--- DATA FOR REVIEW Enclosed Below ---

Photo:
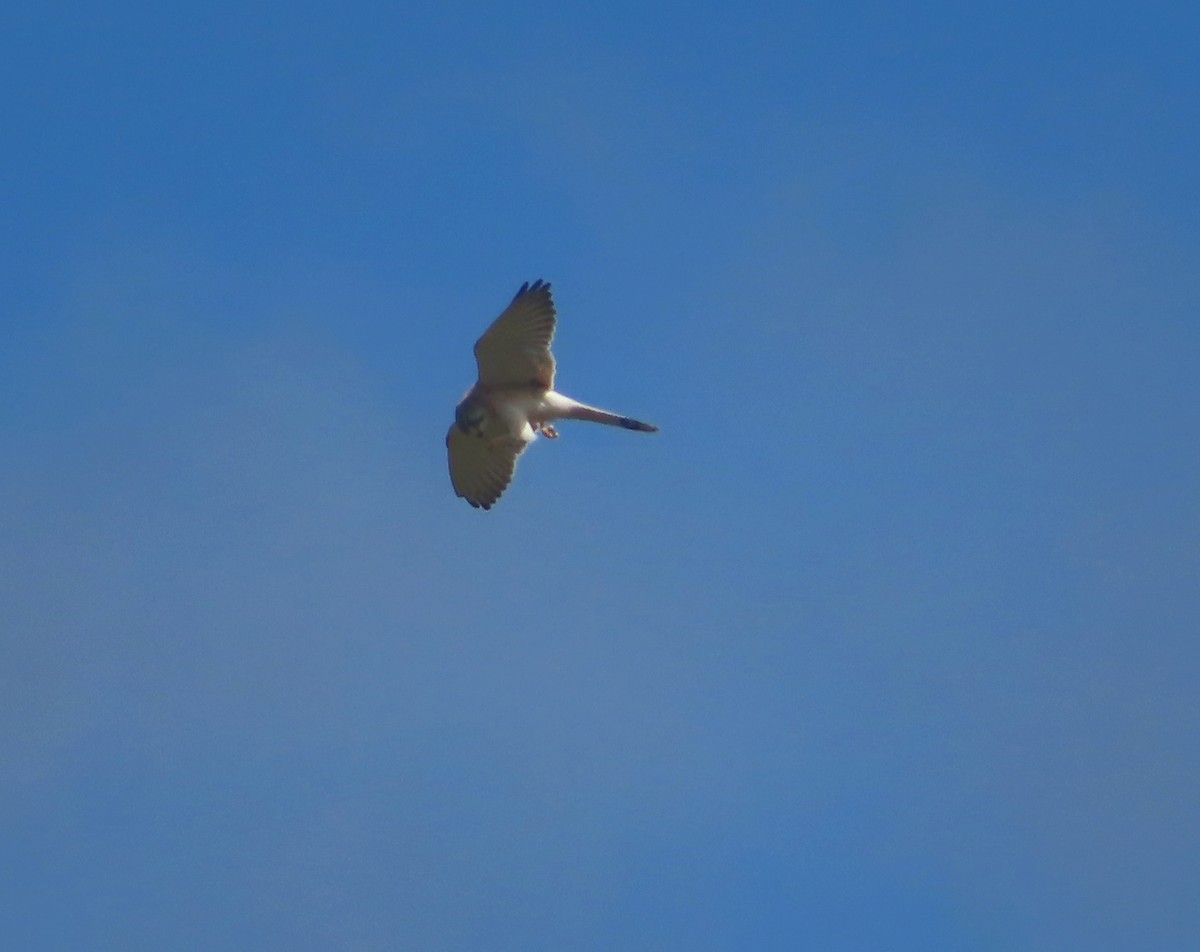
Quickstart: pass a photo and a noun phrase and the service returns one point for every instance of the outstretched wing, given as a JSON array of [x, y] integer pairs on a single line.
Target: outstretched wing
[[479, 468], [516, 348]]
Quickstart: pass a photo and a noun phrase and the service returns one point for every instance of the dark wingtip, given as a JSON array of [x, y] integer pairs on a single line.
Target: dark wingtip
[[539, 285]]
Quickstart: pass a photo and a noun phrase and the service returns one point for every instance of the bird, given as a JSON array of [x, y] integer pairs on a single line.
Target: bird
[[514, 400]]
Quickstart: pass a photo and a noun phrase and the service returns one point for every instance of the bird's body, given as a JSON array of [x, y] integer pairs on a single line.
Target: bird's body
[[513, 400]]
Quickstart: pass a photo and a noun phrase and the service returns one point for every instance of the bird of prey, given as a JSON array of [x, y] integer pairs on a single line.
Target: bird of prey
[[513, 400]]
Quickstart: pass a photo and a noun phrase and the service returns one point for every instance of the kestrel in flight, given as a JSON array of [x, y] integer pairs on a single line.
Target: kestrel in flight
[[513, 400]]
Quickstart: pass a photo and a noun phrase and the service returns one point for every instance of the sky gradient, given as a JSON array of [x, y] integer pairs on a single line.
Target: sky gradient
[[886, 641]]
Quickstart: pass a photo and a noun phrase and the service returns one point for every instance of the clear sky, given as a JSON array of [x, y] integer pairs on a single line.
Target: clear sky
[[888, 640]]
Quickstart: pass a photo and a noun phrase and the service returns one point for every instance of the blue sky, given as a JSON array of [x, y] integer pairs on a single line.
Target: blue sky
[[887, 640]]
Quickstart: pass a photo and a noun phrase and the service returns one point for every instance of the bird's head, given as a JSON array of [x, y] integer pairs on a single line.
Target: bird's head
[[469, 414]]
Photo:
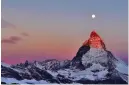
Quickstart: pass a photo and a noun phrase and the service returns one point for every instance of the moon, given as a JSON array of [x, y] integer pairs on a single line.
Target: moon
[[93, 16]]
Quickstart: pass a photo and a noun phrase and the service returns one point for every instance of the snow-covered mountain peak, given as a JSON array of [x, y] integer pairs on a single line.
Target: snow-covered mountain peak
[[94, 41]]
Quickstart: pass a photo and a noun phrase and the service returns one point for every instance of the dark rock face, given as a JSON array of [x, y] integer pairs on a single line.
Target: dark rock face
[[76, 61], [92, 59]]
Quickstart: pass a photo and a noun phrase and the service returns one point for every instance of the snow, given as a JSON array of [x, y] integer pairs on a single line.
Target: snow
[[38, 65], [95, 55], [86, 74], [12, 80], [121, 66]]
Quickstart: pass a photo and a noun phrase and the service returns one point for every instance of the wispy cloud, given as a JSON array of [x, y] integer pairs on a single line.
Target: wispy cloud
[[6, 24], [25, 34], [11, 40]]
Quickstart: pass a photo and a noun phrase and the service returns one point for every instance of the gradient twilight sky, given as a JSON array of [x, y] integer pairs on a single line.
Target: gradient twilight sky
[[44, 29]]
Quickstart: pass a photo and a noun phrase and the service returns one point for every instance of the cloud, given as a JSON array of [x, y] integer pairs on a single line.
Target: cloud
[[6, 24], [24, 34], [11, 40]]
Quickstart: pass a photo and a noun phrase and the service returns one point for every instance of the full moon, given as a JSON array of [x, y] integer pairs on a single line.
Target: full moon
[[93, 16]]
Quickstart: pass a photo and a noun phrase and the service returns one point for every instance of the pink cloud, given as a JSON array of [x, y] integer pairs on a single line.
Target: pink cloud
[[11, 40]]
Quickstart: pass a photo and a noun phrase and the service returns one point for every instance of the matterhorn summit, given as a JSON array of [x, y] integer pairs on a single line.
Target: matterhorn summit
[[93, 64]]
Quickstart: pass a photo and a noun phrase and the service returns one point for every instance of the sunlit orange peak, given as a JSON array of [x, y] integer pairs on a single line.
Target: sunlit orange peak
[[94, 41]]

--- End of Enclosed DATA FOR REVIEW ---

* YOUR TASK
Print each entry shown above with exact wording and no pictures.

* ANSWER SPACE
Photo:
Quickstart: pass a photo and a noun phrase and the service returns one point for every instance of the outstretched wing, given as a JSON array of [x, y] integer pairs on a single line.
Target: outstretched wing
[[479, 468], [516, 348]]
Quickstart: pass a photo and a noun phrase and the service returns one point for every instance of the dark wingtip, given as a JSON array of [x, y] integer pairs on a single line.
Target: dark wingtip
[[539, 285]]
Quickstart: pass a photo and a noun phrase and the service returns one point for every instance of the bird, given as a JSON array of [x, y] integer pairs on a single line.
Target: bird
[[514, 400]]
Quickstart: pass a photo and a noun phrase and the service returns one point for every instance of the bird's body, given as a JSON array of [x, y] integer pairs on a single line.
Target: bird's body
[[513, 400]]
Quickstart: pass a photo and a noun phrase and the service returns one point for every instance of the bird of prey, given as a JSON array of [x, y] integer pairs on a single line.
Target: bird of prey
[[513, 400]]
Quickstart: pass a photo and a noun phrase and the service returns one point for every instance of the kestrel in flight, given as a JSON array of [x, y] integer pairs on a single line.
Target: kestrel in flight
[[513, 400]]
Quickstart: pass a photo and a noun phrase and the service returns one point for every instance of the sky gradient, given as a JSON array of [x, y] integer pairs on a single line.
Target: sky gradient
[[886, 641]]
Quickstart: pass a photo and a noun phrase and the service returns one point for every instance of the clear sky, given as a JSON array of [x, y] integer pairs on a single line.
Target: clear sky
[[888, 640]]
Quickstart: pass a photo and a noun phrase and the service returns one point for every instance of the blue sky, given as a JSON array of [x, y] integer pairs on a single line.
Target: blue sky
[[887, 640]]
Quickstart: pass a photo and a noun phrase and the service returns one point for every instance of the bird's head, given as a JSON array of [x, y] integer pairs on a single line.
Target: bird's head
[[469, 414]]
Photo:
Quickstart: pass a photo and a noun phrase and the service returns one point for every instance of the moon, given as a JSON array of [x, y] integer pairs on a single line.
Target: moon
[[93, 16]]
Quickstart: pass a photo and a noun phrase and the service returns one point for every instance of the snow-covered mountain peak, given as a JSON array of [x, y] integer pairs on a single line.
Target: snow-covered mountain peak
[[94, 41]]
Quickstart: pass a photo and a noun phrase and the service returns one point for every instance of the dark rock face, given as a JSON array of [x, y] integer pairs on a single line.
Target: dark rock face
[[76, 61], [92, 59]]
Quickstart: pass a photo and a noun phrase and the service returns one point for every instance of the snow, given as a JSON array of [x, y] integer pairs on a single line.
Target: snow
[[38, 65], [95, 55], [86, 74], [12, 80], [121, 66]]
Quickstart: pass a photo and a noun phrase and the service returns one point for every instance of the wispy cloud, given as a JSON array of [x, y] integer pairs on a single line.
Target: wispy cloud
[[6, 24], [25, 34], [11, 40]]
Quickstart: pass a photo and a noun phrase and the service returns one point for every instance of the gradient twilight sky, given as a JSON array of [x, y] integer pairs on a single line.
Target: gradient twilight sky
[[44, 29]]
Quickstart: pass a photo and a noun phrase and the service returns one point for every instance of the cloud, given as a JSON array of [x, y] integer pairs on a single line.
Target: cloud
[[6, 24], [24, 34], [11, 40]]
Quickstart: pass a photo and a noun phrase and the service returns one point for every instance of the full moon, given as a JSON array of [x, y] integer pairs on a single line.
Target: full moon
[[93, 16]]
Quickstart: pass a photo and a noun phrase and the service returns one point for every instance of the pink cloud, given as a JSON array of [x, y] integer pairs on a single line.
Target: pink cloud
[[11, 40]]
Quickstart: pass a photo and a noun phrase and the service returns one point for every instance of the matterhorn summit, given as a JSON array of [x, y] integer pairs on a single line.
Target: matterhorn summit
[[93, 64]]
Quickstart: pass a photo and a noun phrase and the service returns one point for every instance of the sunlit orange peak, given as a JSON array of [x, y] integer pairs on a single line.
Target: sunlit orange peak
[[94, 41]]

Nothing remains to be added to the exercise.